§ **Daftar Tugas**
A. Terjemahkan kalimat dari tulisan tentang konser Lady Gaga ini ke dalam bahasa Inggris: "Dalam ranah seni, erotisme adalah hal yang absurd."
B. Tuliskan semua kalimat dalam tulisan tentang konser Lady Gaga yang memuat frasa "dangdut koplo".
C. Sambung tulisan tentang konser Lady Gaga dan dangdut koplo, mulai setelah kalimat terakhirnya.

§ **Kutipan Halaman**

Rencana konser Lady gaga yang
akan berlangsung 3 juni silam menuai berbagai respon. Beberapa pihak
menolak kedatangan artis sensasional ini. Alasan yang timbul pun berbagai
macam, dari mulai track record Lady gaga yang selalu tampil erotis di
atas panggung, hingga klaim yang disematkan ke Lady Gaga bahwa ia adalah ratu
iblis. Seiring dengan maraknya pro kontra tentang konser Lady gaga, ada hal
yang paling menarik untuk di telusuri, yaitu tentang, konser lady gaga yang
dibanding bandingkan dengan erotisme dangdut koplo.
Beberapa pihak menyatakan bahwa
konser lady gaga tidak pantas dipertontonkan di Indonesia, karena tidak sesuai
dengan budaya Indonesia. Mirisnya ada pihak yang menyatakan setuju akan rencana
tetap berlangsungnya konser lady gaga ini dengan membandingkan budaya dangdut
koplo yang dianggap sama erotisnya dengan konser lady gaga.
Berbicara mengenai erotis. Memang
tidak akan pernah selesai. Pembatasan kata erotis pun tidak pernah terdefinisi
dengan jelas. Dalam ranah seni, erotisme adalah hal yang absurd. Bahkan
telanjang bulat, atau pun tarian yang sering dibilang ‘erotis’ dalam ranah seni
tidak pernah meributkan hal tersebut. Tetapi dalam kasus ini penyamaan rata
tidak bisa dilakukan antara lady gaga dan dangdut koplo.
Dari segi sosiologis. Dangdut
koplo adalah hiburan rakyat. Yang mampu mengakomodir rakyat ditengah hingar
binger budaya modernism yang sekarang sedang gandrung di layar kaca. Sedangkan
lady gaga hanya mampu diakomodir oleh masyarakat kelas menengah. Yang notabene,
masyarakat yang apatis dan sasaran empuk untuk menghabiskan hasil konsumerisme
(baca:hedonis).

Catatan dari kumpulan data:
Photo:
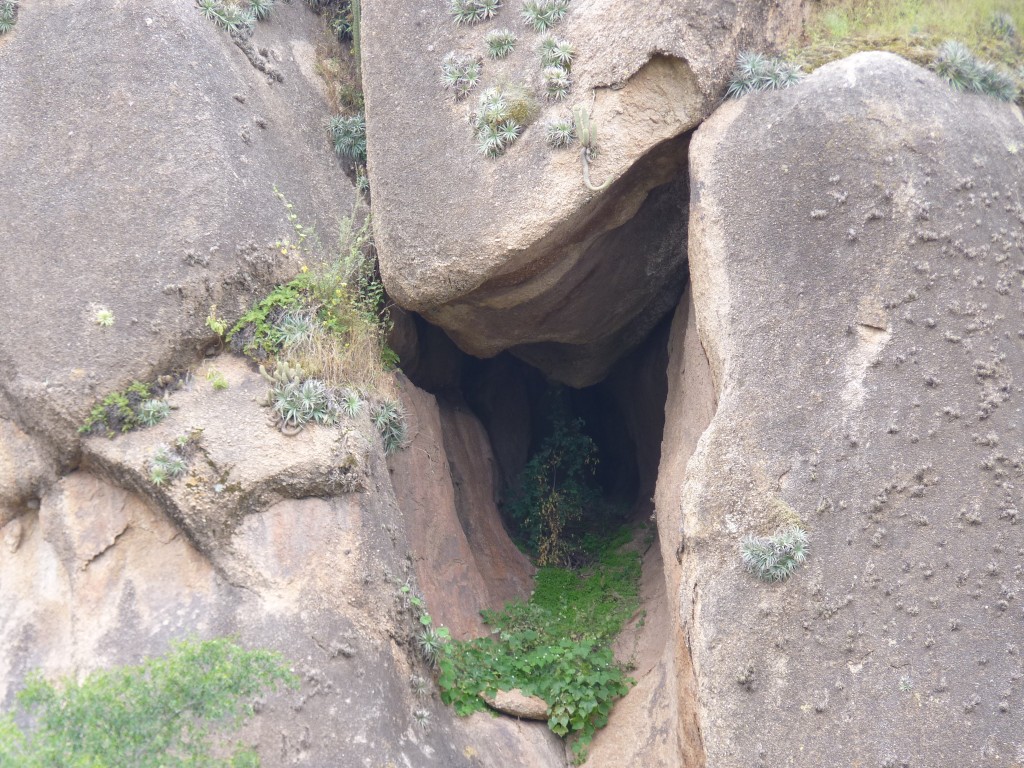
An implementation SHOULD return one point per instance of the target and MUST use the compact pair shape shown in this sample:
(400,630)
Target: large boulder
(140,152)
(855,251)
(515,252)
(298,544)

==

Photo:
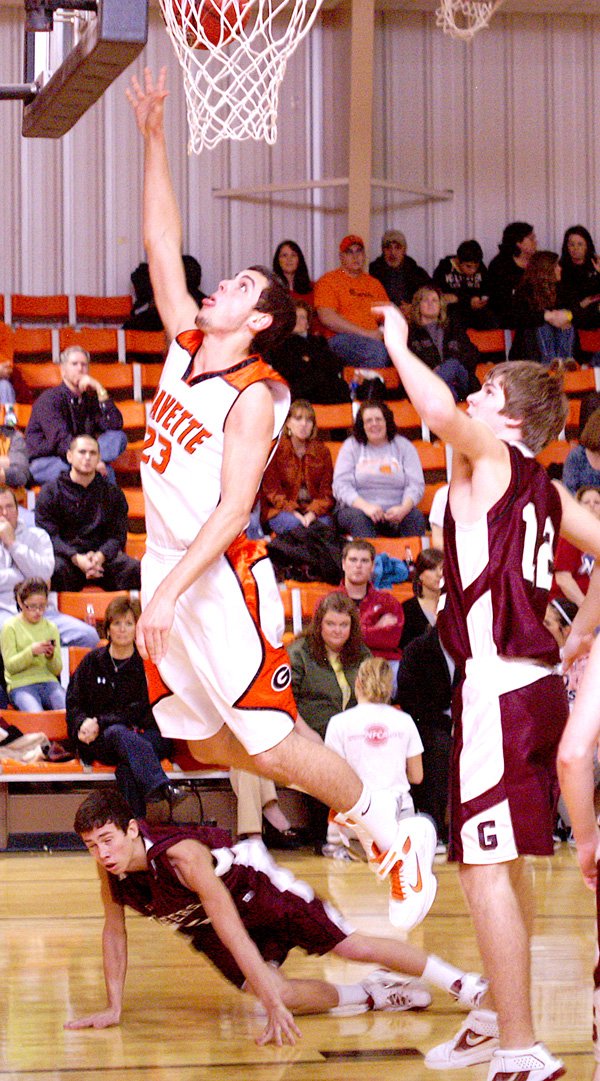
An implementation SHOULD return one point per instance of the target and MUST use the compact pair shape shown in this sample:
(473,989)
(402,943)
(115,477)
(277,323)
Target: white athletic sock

§ **Jawaban**
A. In the realm of art, eroticism is something absurd.

B.
1. Seiring dengan maraknya pro kontra tentang konser Lady gaga, ada hal yang paling menarik untuk di telusuri, yaitu tentang, konser lady gaga yang dibanding bandingkan dengan erotisme dangdut koplo.
2. Mirisnya ada pihak yang menyatakan setuju akan rencana tetap berlangsungnya konser lady gaga ini dengan membandingkan budaya dangdut koplo yang dianggap sama erotisnya dengan konser lady gaga.
3. Tetapi dalam kasus ini penyamaan rata tidak bisa dilakukan antara lady gaga dan dangdut koplo.
4. Dangdut koplo adalah hiburan rakyat.

C.
Sejarah keberadaan dangdut pun
menjadi pertimbangan besar mengapa dangdut tetap bertahan. Sebelum maraknya
budaya MTV hingga postmodern saat ini. Dangdut adalah hiburan rakyat yang murah
meriah, dan mampu menjadi penawar luka rakyat. Tetapi, bagaimana dengan lady
gaga? Sikap yang diambil oleh kelompok penolak konser ini akan lebih bijak dan
rasional apabila dengan alasan mempertahankan ke asrian budaya Indonesia. Tapi
sesempit itukah dalam merasionalisasikan budaya.
Namun, fenomena ini menjadi hal
yang miris apabila kita melihat dari kacamata feminism. Bagaimana saat ini
posisi perempuan benar benar mampu di eksploitasi oleh para penguasa. Hal yang
sama menimpa antara lady gaga dan para biduan koplo ini. Ibarat hanya demi
sesuap nasi, para wanita ini harus menjual tubuhnya sebagai objek pemuas. Hal
hal yang lebih krusial ini yang seharusnya mampu menjadi sorotan berbagai
pihak. Dari pada harus menghakimi orang dengan klaim ini itu.
Masyarakat seharusnya mampu
berbenah sendiri. Media kali ini benar benar berhasil menghegemoni masyarakat.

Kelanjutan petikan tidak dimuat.